**Directive a**
Quote verbatim the part of the records below that opens with the line containing "Locate the i30" and runs through the final line of the records.

It was only 5 years ago, on the 19th of October 2018, when the Embassy of the Kingdom of Saudi Arabia in Istanbul admitted that the journalist Jamal Khashoggi, a strong opposer of Crown Prince Mohammad bin Salman, died in the embassy after a supposed ‘fistfight’. At the time Khashoggi was in a self-imposed exile in Turkey and was last seen entering the Saudi embassy on the 2nd of October in order to receive some documents regarding his wedding, the C.I.A. later that year revealed that the Prince was the one that ordered the murder of Jamal Khashoggi.


POMED, CC BY 2.0 <https://creativecommons.org/licenses/by/2.0>, via Wikimedia Commons.


Flash-forward to five years later and Saudi Arabia has become one of the biggest investors in main-stream events worldwide. In 2019 the Saudi Public Investment Fund struck a deal with World Wrestling Entertainment (WWE) to organise one of the biggest pay-per-views of the company in the Saudi capital of Riyadh and started to host major fighting events in the Kingdom.


Fighting sports were not the only global events that struck the Crown’s interests, since 2018 Saudi Arabia began to follow a path traced by many other countries in the Middle East, hosting motorsport events. Formula E, the FIA full-electric car series, started their 2018/2019 season with the Dir’iyya E-Prix, an event that has been repeating each season since, 2020 then brought to Saudi the 42nd edition of the Dakar Rally, the most known rally raid event in the world, and the following five editions.


However, the biggest deal was struck with Formula 1 which since 2020 has been sponsored by the Saudi oil company Aramco and from 2021 has a 15-year deal to host an F1 Grand Prix in Jeddah joining other Gulf nations such as Bahrain and UAE and they will be joined from 2023 onwards also by Qatar. The event takes place on a street circuit in the newly redeveloped seafront of the city of Jeddah, becoming a huge postcard for the Saudi government's push for a diversification of the economy from a petrol-based one to a more diverse one.


And then football made its entrance. In 2018 Jeddah hosted the Supercoppa Italiana, a game that is played between the Italian Championship winner and the National Cup winner, the event still remains in Saudi Arabia to this day and joined since 2020 by the Supercopa de España, his Spanish equivalent.


Ardfern, CC BY-SA 4.0 <https://creativecommons.org/licenses/by-sa/4.0>, via Wikimedia Commons.


The first foreign investment came in 2021 when, following the steps of the Abu Dhabi United Group that in 2007 bought Manchester City F.C. to make it the best team in the world, the P.I.F. bought the English Premier League low/mid-table team Newcastle United and bringing it to the Champions League only two seasons after.

**Data provided**
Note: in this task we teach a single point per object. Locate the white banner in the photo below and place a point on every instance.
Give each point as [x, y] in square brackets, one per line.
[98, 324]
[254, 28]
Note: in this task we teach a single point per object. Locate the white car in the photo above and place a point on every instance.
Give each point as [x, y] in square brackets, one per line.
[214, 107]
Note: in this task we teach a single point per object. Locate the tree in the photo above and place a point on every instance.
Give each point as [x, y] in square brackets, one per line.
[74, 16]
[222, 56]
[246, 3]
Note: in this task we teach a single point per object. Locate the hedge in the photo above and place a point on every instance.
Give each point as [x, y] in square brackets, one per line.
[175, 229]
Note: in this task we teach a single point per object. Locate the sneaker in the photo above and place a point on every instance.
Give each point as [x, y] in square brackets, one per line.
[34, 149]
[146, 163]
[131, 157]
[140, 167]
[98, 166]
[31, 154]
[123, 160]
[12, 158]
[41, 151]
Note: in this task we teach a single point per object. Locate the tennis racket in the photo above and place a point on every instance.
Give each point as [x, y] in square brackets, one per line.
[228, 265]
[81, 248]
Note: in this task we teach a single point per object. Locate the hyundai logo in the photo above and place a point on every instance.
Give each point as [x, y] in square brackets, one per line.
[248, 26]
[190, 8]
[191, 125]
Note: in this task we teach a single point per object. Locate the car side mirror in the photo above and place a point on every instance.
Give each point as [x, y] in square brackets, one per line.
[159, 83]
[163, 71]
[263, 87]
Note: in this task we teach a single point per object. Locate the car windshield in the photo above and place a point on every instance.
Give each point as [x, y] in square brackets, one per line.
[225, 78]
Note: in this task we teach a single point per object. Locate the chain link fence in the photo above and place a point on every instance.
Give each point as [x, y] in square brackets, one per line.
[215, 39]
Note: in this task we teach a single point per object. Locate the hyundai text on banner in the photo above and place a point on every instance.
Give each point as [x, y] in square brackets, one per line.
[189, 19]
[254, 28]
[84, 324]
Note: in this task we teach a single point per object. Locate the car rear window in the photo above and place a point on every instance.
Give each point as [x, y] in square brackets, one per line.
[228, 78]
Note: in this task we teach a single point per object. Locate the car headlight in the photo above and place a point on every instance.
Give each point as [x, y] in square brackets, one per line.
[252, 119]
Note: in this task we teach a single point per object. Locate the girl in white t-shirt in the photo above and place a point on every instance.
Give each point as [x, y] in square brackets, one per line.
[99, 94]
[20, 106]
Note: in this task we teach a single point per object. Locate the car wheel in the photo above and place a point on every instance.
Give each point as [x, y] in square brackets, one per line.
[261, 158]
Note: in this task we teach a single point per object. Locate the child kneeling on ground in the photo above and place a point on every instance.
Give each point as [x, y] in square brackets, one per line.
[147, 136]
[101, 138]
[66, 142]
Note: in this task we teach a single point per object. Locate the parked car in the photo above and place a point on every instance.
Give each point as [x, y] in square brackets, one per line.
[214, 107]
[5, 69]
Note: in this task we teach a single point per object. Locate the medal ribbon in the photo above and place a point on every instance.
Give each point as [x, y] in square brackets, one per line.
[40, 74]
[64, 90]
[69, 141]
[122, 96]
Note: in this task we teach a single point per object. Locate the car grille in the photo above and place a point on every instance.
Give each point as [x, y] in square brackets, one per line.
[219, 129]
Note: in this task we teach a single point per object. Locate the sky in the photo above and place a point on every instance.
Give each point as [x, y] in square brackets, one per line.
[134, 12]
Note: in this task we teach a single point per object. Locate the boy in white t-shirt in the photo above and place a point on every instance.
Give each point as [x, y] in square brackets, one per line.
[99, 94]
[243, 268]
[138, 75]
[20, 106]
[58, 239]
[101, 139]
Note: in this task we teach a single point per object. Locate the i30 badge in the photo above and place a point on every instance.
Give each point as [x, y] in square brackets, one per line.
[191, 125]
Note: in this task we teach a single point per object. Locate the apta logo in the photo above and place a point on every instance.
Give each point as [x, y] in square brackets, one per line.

**Directive b**
In the passage on Saudi sports investment above, restate the part that opens with the words containing "And then football" and closes with "two seasons after.", swapping "Newcastle United" for "Aston Villa".

**Correct output a**
Note: in this task we teach a single point per object. Locate the i30 badge in the photo above and place a point on every instance.
Give each point as [x, y] in square brackets, one per line.
[191, 125]
Note: in this task we teach a single point per object. Locate the apta logo in the photo above and place a point on every instance.
Give each point as [x, y] in square brackets, one per line.

**Correct output b**
And then football made its entrance. In 2018 Jeddah hosted the Supercoppa Italiana, a game that is played between the Italian Championship winner and the National Cup winner, the event still remains in Saudi Arabia to this day and joined since 2020 by the Supercopa de España, his Spanish equivalent.


Ardfern, CC BY-SA 4.0 <https://creativecommons.org/licenses/by-sa/4.0>, via Wikimedia Commons.


The first foreign investment came in 2021 when, following the steps of the Abu Dhabi United Group that in 2007 bought Manchester City F.C. to make it the best team in the world, the P.I.F. bought the English Premier League low/mid-table team Aston Villa and bringing it to the Champions League only two seasons after.